[WHAT THE TASK ASKS]
Could you rewrite all the rows below as a numbered list, leaving out any blank lines?

DATA start

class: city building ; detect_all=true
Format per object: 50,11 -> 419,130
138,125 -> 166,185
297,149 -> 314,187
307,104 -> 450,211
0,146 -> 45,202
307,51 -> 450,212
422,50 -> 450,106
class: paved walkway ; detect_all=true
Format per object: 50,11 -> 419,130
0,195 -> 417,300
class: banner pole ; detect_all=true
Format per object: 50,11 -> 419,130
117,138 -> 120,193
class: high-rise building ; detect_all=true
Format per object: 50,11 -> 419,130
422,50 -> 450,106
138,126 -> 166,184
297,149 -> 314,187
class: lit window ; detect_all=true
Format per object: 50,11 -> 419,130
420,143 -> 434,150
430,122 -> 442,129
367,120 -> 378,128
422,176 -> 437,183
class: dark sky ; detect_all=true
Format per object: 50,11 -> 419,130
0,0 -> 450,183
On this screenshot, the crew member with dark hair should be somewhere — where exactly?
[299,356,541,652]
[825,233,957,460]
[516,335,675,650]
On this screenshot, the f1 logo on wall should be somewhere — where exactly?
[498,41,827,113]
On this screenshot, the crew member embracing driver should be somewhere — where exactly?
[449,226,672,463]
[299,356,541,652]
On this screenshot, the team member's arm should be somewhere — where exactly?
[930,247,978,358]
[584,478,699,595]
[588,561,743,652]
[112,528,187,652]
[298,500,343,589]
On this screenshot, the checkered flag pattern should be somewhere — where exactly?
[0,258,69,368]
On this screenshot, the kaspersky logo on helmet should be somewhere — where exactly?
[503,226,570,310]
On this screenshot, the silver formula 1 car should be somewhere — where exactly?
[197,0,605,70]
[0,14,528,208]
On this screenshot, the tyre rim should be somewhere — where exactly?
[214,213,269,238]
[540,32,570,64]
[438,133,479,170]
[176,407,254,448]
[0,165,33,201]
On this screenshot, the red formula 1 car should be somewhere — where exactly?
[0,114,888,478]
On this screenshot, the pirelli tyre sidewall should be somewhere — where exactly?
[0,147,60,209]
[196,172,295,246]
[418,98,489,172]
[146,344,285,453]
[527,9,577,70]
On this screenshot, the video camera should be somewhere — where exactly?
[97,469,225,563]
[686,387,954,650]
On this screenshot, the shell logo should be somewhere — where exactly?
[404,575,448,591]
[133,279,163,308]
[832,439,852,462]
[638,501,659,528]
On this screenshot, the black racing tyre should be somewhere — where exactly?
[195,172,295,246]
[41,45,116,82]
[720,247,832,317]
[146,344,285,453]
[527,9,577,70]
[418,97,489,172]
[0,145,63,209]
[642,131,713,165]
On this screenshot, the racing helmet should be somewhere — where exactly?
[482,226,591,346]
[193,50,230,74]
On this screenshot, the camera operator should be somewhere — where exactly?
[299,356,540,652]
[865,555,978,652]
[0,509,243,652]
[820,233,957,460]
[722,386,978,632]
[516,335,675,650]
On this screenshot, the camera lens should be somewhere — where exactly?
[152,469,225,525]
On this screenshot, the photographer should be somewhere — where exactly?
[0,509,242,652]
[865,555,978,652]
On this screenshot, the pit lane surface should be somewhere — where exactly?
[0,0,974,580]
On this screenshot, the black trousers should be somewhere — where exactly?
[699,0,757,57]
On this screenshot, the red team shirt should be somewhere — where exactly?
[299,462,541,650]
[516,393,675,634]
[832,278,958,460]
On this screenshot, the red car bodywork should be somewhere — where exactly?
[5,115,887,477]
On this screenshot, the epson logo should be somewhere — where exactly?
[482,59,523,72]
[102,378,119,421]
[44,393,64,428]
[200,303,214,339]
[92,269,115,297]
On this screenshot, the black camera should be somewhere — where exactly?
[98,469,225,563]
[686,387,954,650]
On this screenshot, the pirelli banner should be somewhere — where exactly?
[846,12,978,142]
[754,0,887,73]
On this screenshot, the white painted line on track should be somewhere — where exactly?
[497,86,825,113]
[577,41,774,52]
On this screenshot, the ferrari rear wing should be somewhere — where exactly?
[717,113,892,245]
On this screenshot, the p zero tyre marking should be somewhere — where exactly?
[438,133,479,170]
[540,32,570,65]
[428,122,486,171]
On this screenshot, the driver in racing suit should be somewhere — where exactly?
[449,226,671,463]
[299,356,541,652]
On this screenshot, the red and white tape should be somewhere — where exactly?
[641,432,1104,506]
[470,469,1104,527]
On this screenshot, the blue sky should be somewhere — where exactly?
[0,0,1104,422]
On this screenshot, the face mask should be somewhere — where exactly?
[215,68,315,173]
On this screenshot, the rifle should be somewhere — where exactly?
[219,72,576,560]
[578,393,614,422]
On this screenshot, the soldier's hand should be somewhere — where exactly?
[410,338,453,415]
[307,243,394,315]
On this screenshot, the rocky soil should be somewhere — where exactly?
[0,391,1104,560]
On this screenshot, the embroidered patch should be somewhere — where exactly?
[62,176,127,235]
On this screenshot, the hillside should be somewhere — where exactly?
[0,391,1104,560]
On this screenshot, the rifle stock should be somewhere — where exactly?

DATA end

[OUTPUT FOR THIS TASK]
1. class: city building ; detect_all=true
2. Format per object: 50,11 -> 419,130
3. 138,125 -> 166,185
4. 297,149 -> 314,187
5. 307,104 -> 450,211
6. 0,146 -> 45,202
7. 307,51 -> 450,212
8. 422,50 -> 450,106
9. class: paved walkway ; detect_all=true
10. Format per object: 50,11 -> 419,130
11. 0,195 -> 417,300
12. class: banner pole ; detect_all=true
13. Format per object: 50,11 -> 419,130
14. 117,138 -> 120,193
15. class: high-rise building ; detect_all=true
16. Format per object: 50,11 -> 419,130
17. 422,50 -> 450,106
18. 138,126 -> 166,184
19. 297,149 -> 314,187
20. class: lit window ; detect_all=true
21. Format per object: 50,11 -> 419,130
22. 420,143 -> 434,150
23. 430,122 -> 442,129
24. 367,120 -> 378,128
25. 422,176 -> 437,183
26. class: dark sky ; detect_all=true
27. Format per object: 50,11 -> 419,130
28. 0,0 -> 450,183
29. On this screenshot, the crew member with dark hair should be somewhere — where exactly?
30. [299,356,541,652]
31. [825,233,957,460]
32. [516,335,675,650]
33. On this screenshot, the f1 logo on wall should be somewhere — where exactly?
34. [498,41,827,113]
35. On this screenshot, the crew member embracing driver should be somewhere — where exactly?
36. [449,226,672,463]
37. [299,356,541,652]
38. On this screenshot, the team member's arm should be somewhere — where exactly?
39. [930,247,978,358]
40. [584,478,699,595]
41. [588,561,743,652]
42. [112,528,187,652]
43. [298,500,343,589]
44. On this screenshot, the checkered flag pattern should be somewhere — where exactly?
45. [0,258,69,368]
46. On this screenshot, the kaspersky logo on helmet should be somewhere — where exactly?
47. [503,226,570,310]
48. On this screenshot, the silver formula 1 car should be somewhere — where exactly?
49. [197,0,605,70]
50. [0,14,528,208]
51. On this screenshot, the tyre rim should be somewhere — where exactly?
52. [214,213,269,238]
53. [540,32,570,64]
54. [438,133,479,170]
55. [176,407,254,448]
56. [0,165,33,201]
57. On this screenshot, the red formula 1 car should be somewhere — where exactly?
58. [0,114,888,478]
59. On this screenshot, the pirelli tyre sidewall should be somewhere — where exactly?
60. [0,147,60,209]
61. [196,172,295,246]
62. [418,98,489,172]
63. [146,344,285,453]
64. [527,9,577,70]
65. On this screenshot, the video camera should be somewhere — where exactly?
66. [97,469,225,563]
67. [686,387,954,650]
68. On this screenshot, the shell logo should be somewhere — where exactly?
69. [404,575,448,591]
70. [133,279,163,308]
71. [832,439,852,462]
72. [638,501,659,528]
73. On this screenshot, the black racing tyre should be somewhere — where exactly?
74. [195,172,295,246]
75. [41,45,116,82]
76. [720,247,832,317]
77. [146,344,285,453]
78. [527,9,577,70]
79. [418,97,489,172]
80. [0,145,63,209]
81. [642,131,713,165]
82. On this screenshot, the racing helmet should be somewhere — where exactly?
83. [482,226,591,346]
84. [193,50,230,74]
85. On this screenshot, the camera operator should be somewhere — where exactly?
86. [299,356,540,652]
87. [865,555,978,652]
88. [0,509,243,652]
89. [820,233,957,460]
90. [722,386,978,632]
91. [516,335,675,650]
92. On this screenshot, the camera lens should be somewhere — where exactly?
93. [152,469,225,525]
94. On this screenshot, the photographer should be somewhere — where exactly?
95. [0,509,242,652]
96. [865,555,978,652]
97. On this screenshot, the pit lane surface should be somewhere — where exactly?
98. [0,0,974,580]
99. On this screenshot, the black trousers should be somewhere — where exactly?
100. [699,0,757,57]
101. On this screenshot, the red team shirt should be somewhere — where exactly?
102. [299,462,541,650]
103. [516,393,675,634]
104. [832,278,958,460]
105. On this screenshot, the red car bodywork should be somewhere — where exactly?
106. [5,115,887,477]
107. On this screenshot, the epson logo should be somewhere — where exactly?
108. [482,59,523,72]
109. [102,378,119,421]
110. [44,393,64,428]
111. [200,303,214,339]
112. [92,269,115,297]
113. On this screenshot, the black camera should be somewhere — where exactly?
114. [98,469,225,563]
115. [686,387,954,650]
116. On this screenshot, the pirelli banner should be somewhere — where exactly?
117. [846,12,978,142]
118. [754,0,887,73]
119. On this screenshot, the white painted line on track should be somewhere — where exactly?
120. [497,86,825,113]
121. [577,41,774,52]
122. On this screenshot, the ferrari rear wing should be somewhere — where exactly?
123. [717,113,892,245]
124. On this screenshot, the p zero tyre marking should be somewhere — where exactly?
125. [438,133,479,170]
126. [540,32,570,65]
127. [428,122,486,171]
128. On this screenshot, the driver in racing suit should be somewhere — where exactly?
129. [449,226,671,463]
130. [299,356,541,652]
131. On this screenshot, the red and white tape should be somewhere — where exactly?
132. [641,432,1104,506]
133. [470,469,1104,527]
134. On this screenshot, the blue sky should be somewhere — where exactly?
135. [0,0,1104,422]
136. On this screenshot, the face mask should be somewhere — where exactly?
137. [215,68,315,173]
138. On this screenshot, the rifle should be somewhere — where exactly?
139. [219,72,576,560]
140. [578,393,614,422]
141. On this screenshot, the soldier's hand should be somewhere — where exactly?
142. [410,338,453,415]
143. [307,243,394,315]
144. On this screenshot, the rocky soil should be somewhere — where exactly?
145. [0,391,1104,560]
146. On this screenshot, the embroidered patch should be somewhere — where exactly?
147. [62,176,127,235]
148. On this screenshot, the hillside should be somewhere — where exactly?
149. [0,391,1104,560]
150. On this screenshot, the rifle stock should be somewhere — where exactly?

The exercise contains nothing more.